Study text:
────────────────────

Deciphering Heterogeneity: The Good, The Bad and The Different
Four online seminars launched by the University of Arizona College of Pharmacy are aimed at helping health care decision-makers understand how heterogeneity, or individual treatment effects, impact patient health outcomes.
The seminars are particularly relevant given the growing interest in comparative effectiveness research (CER), which can be very useful in helping patients and their health care providers make informed decisions about their treatment options. The challenge, however, is in figuring out whether the information will apply to an individual patient who might respond differently to that treatment. That’s because most CER studies examine how an “average” patient will respond to a treatment, leaving some patients wondering about whether CER findings will apply to them.
To address these concerns, the seminars explain how to evaluate CER findings for heterogeneity, the implications of applying “average” effects to individual patients or groups, and how heterogeneity influences patient outcomes. The seminars are geared toward medical and pharmacy directors, pharmacy managers, clinical support pharmacists, and clinicians.

────────────────────

Source material:
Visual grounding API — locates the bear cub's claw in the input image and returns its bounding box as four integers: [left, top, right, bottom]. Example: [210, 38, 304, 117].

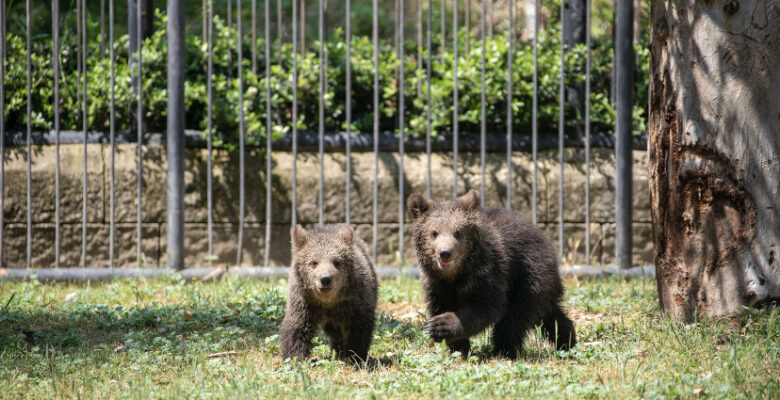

────────────────────

Things to do:
1. List the things that the text on the heterogeneity seminars says the seminars explain.
2. Decide whether each statement agrees with the text on the heterogeneity seminars. Answer yes or no, and quote the words from the text that decide it.
(a) The seminars were launched by the University of Arizona College of Pharmacy.
(b) Most CER studies examine how each individual patient responds to a treatment.
(c) The seminars are aimed chiefly at patients.
3. Pick up the text on the heterogeneity seminars after its last sentence and continue it.

Exercise responses:
1.
1. How to evaluate CER findings for heterogeneity
2. The implications of applying "average" effects to individual patients or groups
3. How heterogeneity influences patient outcomes

2.
(a) Yes: "Four online seminars launched by the University of Arizona College of Pharmacy"
(b) No: "most CER studies examine how an “average” patient will respond to a treatment"
(c) No: "The seminars are geared toward medical and pharmacy directors, pharmacy managers, clinical support pharmacists, and clinicians."

3.
The presentations include:
- “Medical and pharmacy coverage decision making at the population and patient level,” by Penny Mohr, MA, vice president of program development at the Center for Medical Technology Policy
- “Strategies to manage heterogeneity from the health plan perspective,” by J. Russell Teagarden, DMH, RPh, senior vice president of medical and scientific affairs at the National Organization for Rare Disorders
- “Differences within and across patients,” by Daniel Malone, RPh, PhD, professor at the University of Arizona College of Pharmacy
- “Differences within and across studies,” by Daniel Malone, RPh, PhD, professor at the University of Arizona College of Pharmacy
The seminars were developed by the Comparative Effectiveness Research Group at the University of Arizona College of Pharmacy with funding from the National Pharmaceutical Council.
In addition to the four seminars, the University of Arizona College of Pharmacy CER Group website features other heterogeneity tools and resources. These materials include two downloadable checklists, one to assess heterogeneity within a study, and another to assess heterogeneity across different studies, along with links to related websites and videos.